Exercises
1. In the R. laevigata transcriptome text, how many DEGs were shared among the three comparison groups?
2. Please continue the R. laevigata transcriptome text from where it stops.

Text shown
+ + + + + + +

To further investigate the molecular mechanisms underlying the floral scent biosynthesis in R. laevigata flowers, we constructed and sequenced nine cDNA libraries from total RNA extracted at the S2, S3, and S4 stages. A total of 147,070,232, 150,761,094, and 130,587,874 clean reads were obtained from the S2, S3, and S4 samples, respectively. The Q20 and Q30 ranged from 96.68% to 96.97% and 94.09% to 94.6%, respectively, with GC content between 45.66% and 45.83%. On average, 73.33% of the clean reads were aligned to the reference genome (Supplementary Table S4). PCA and correlation analysis indicated reproducibility among samples from the same developmental stage and distinct differences among stages, confirming the suitability of transcriptome data for subsequent analyses (Supplementary Figure S2).

A total of 8,585 DEGs were identified, of which 725 were shared among the three comparison groups (S2 vs. S3, S2 vs. S4, and S3 vs. S4) (Figure 3A; Supplementary Table S5). In S2 vs. S3, 3,437 DEGs were identified, of which 2,180 were upregulated and 1,257 were downregulated in S3 (Figures 3B, C). In S3 vs. S4, 5,031 DEGs were identified, with 2,711 upregulated and 2,320 downregulated in S4 (Figures 3B, C). In S2 vs. S4, 6,001 DEGs were identified, with 3,322 upregulated and 2,679 downregulated in S4 (Figures 3B, C). As the R. laevigata flowers developed, the number of DEGs was greater in S3 vs. S4 than in S2 vs. S3. Hierarchical clustering analysis categorized the DEGs into three major clusters (Figure 3D).

+ + + + + + +

Data to examine
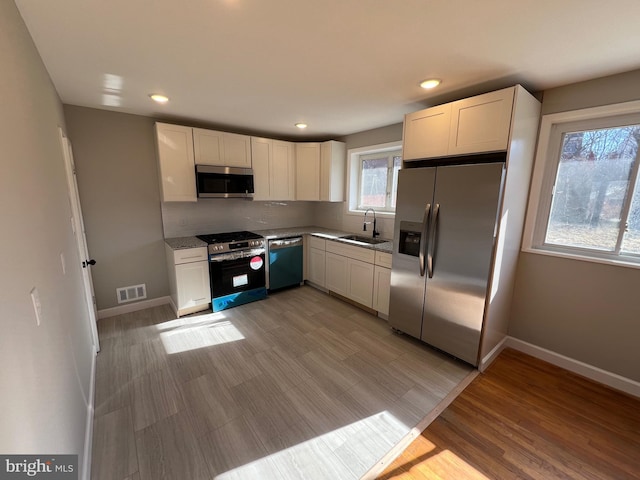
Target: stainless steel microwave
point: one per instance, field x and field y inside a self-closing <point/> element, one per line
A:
<point x="224" y="182"/>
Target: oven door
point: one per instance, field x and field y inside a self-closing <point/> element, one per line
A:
<point x="237" y="271"/>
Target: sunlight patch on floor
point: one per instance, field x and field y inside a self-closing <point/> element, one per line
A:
<point x="192" y="333"/>
<point x="345" y="453"/>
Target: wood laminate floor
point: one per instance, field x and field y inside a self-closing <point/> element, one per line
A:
<point x="298" y="386"/>
<point x="526" y="419"/>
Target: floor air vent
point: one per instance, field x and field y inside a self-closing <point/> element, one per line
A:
<point x="129" y="294"/>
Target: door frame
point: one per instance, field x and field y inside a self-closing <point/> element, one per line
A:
<point x="77" y="225"/>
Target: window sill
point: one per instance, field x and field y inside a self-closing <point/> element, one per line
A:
<point x="360" y="213"/>
<point x="584" y="258"/>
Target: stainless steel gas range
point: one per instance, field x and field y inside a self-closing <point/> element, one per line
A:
<point x="236" y="268"/>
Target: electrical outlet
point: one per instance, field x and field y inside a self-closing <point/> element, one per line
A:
<point x="37" y="306"/>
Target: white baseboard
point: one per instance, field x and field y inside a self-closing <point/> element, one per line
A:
<point x="596" y="374"/>
<point x="132" y="307"/>
<point x="88" y="434"/>
<point x="492" y="355"/>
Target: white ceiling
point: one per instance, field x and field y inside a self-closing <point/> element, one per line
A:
<point x="342" y="66"/>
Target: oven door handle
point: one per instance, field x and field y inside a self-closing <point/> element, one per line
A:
<point x="222" y="257"/>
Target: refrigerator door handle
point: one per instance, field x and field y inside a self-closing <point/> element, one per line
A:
<point x="432" y="240"/>
<point x="423" y="237"/>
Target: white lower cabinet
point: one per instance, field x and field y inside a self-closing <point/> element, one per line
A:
<point x="359" y="274"/>
<point x="381" y="289"/>
<point x="350" y="272"/>
<point x="315" y="266"/>
<point x="360" y="282"/>
<point x="336" y="273"/>
<point x="188" y="279"/>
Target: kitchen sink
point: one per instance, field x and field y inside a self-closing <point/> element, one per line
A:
<point x="363" y="239"/>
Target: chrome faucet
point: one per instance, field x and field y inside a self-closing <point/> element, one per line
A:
<point x="364" y="227"/>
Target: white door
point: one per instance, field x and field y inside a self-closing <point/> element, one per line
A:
<point x="77" y="224"/>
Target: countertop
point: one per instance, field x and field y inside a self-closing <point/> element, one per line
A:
<point x="178" y="243"/>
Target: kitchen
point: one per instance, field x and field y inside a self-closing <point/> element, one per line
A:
<point x="116" y="162"/>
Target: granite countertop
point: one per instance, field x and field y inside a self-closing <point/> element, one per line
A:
<point x="178" y="243"/>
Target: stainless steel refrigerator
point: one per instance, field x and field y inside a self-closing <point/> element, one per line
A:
<point x="444" y="237"/>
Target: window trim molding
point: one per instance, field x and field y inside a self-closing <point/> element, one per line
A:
<point x="539" y="193"/>
<point x="353" y="176"/>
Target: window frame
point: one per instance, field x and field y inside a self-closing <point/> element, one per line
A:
<point x="389" y="188"/>
<point x="354" y="169"/>
<point x="545" y="171"/>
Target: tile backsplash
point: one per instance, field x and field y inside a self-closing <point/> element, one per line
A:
<point x="227" y="215"/>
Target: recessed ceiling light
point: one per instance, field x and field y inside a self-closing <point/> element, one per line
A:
<point x="430" y="83"/>
<point x="157" y="97"/>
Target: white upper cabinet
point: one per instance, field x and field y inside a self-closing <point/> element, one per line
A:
<point x="261" y="153"/>
<point x="273" y="169"/>
<point x="282" y="171"/>
<point x="320" y="171"/>
<point x="481" y="123"/>
<point x="207" y="146"/>
<point x="332" y="171"/>
<point x="307" y="171"/>
<point x="176" y="165"/>
<point x="474" y="125"/>
<point x="426" y="133"/>
<point x="221" y="148"/>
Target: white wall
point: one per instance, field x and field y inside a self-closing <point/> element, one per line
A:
<point x="586" y="311"/>
<point x="45" y="374"/>
<point x="117" y="172"/>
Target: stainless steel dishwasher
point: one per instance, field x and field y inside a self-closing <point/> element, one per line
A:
<point x="285" y="262"/>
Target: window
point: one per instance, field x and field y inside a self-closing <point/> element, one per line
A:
<point x="589" y="204"/>
<point x="379" y="180"/>
<point x="373" y="177"/>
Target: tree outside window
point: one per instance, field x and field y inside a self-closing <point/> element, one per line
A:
<point x="379" y="180"/>
<point x="596" y="195"/>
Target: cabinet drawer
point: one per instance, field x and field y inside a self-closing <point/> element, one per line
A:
<point x="383" y="259"/>
<point x="315" y="242"/>
<point x="188" y="255"/>
<point x="357" y="253"/>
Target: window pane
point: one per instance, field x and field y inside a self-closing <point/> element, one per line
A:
<point x="631" y="239"/>
<point x="397" y="165"/>
<point x="373" y="190"/>
<point x="591" y="187"/>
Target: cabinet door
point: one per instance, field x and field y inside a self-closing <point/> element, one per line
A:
<point x="261" y="155"/>
<point x="381" y="289"/>
<point x="481" y="123"/>
<point x="426" y="133"/>
<point x="316" y="267"/>
<point x="176" y="163"/>
<point x="192" y="280"/>
<point x="307" y="171"/>
<point x="336" y="273"/>
<point x="236" y="150"/>
<point x="207" y="146"/>
<point x="332" y="171"/>
<point x="360" y="282"/>
<point x="282" y="174"/>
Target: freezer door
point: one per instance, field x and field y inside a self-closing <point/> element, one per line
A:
<point x="415" y="192"/>
<point x="466" y="200"/>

+ + + + + + +

Activity answers
1. 725

2.
Figure 3

Figure 3. Analysis of DEGs of R. laevigata flowers at three developmental stages. (A) Venn diagram of DEGs among three comparison groups. (B) The number of DEGs in three comparison groups. (C) Volcano plot of DEGs in three comparison groups. (D) Hierarchical clustering heatmap of DEGs.

The GO enrichment analysis results showed that in the biological process (BP) category, the three comparison groups were primarily enriched in the carbohydrate metabolic process (GO:0005975). In the molecular function (MF) category, the comparison groups were primarily enriched in transporter activity (GO:0005215). In the cellular component (CC) category, S2 vs. S3 and S2 vs. S4 were mainly enriched in the extracellular region (GO:0005576), while S3 vs. S4 was primarily enriched in the photosystem (GO:0009521) (Supplementary Figure S3).

KEGG pathway enrichment analysis was used to functionally classify the DEGs and identify metabolic pathways related to floral scent biosynthesis. In S2 vs. S3, S2 vs. S4, and S3 vs. S4 comparisons, 112, 120, and 115 pathways were enriched, respectively (Supplementary Tables S6–S8). The significantly enriched KEGG pathways are shown in Figures 4A–C, among which the pathways related to floral scent biosynthesis include phenylpropanoid biosynthesis (ko00940), terpenoid backbone biosynthesis (ko00900), and α-linolenic acid metabolism (ko00592). Additionally, other pathways related to floral scent biosynthesis were also enriched, including the downstream pathways of terpenoid biosynthesis, such as sesquiterpenoid and triterpenoid biosynthesis (ko00909) and diterpenoid biosynthesis (ko00904) (Supplementary Tables S6–S8).

Figure 4

Figure 4. The top 20 significantly enriched KEGG pathways in three comparison groups. (A) S2 vs. S3. (B) S3 vs. S4. (C) S2 vs. S4.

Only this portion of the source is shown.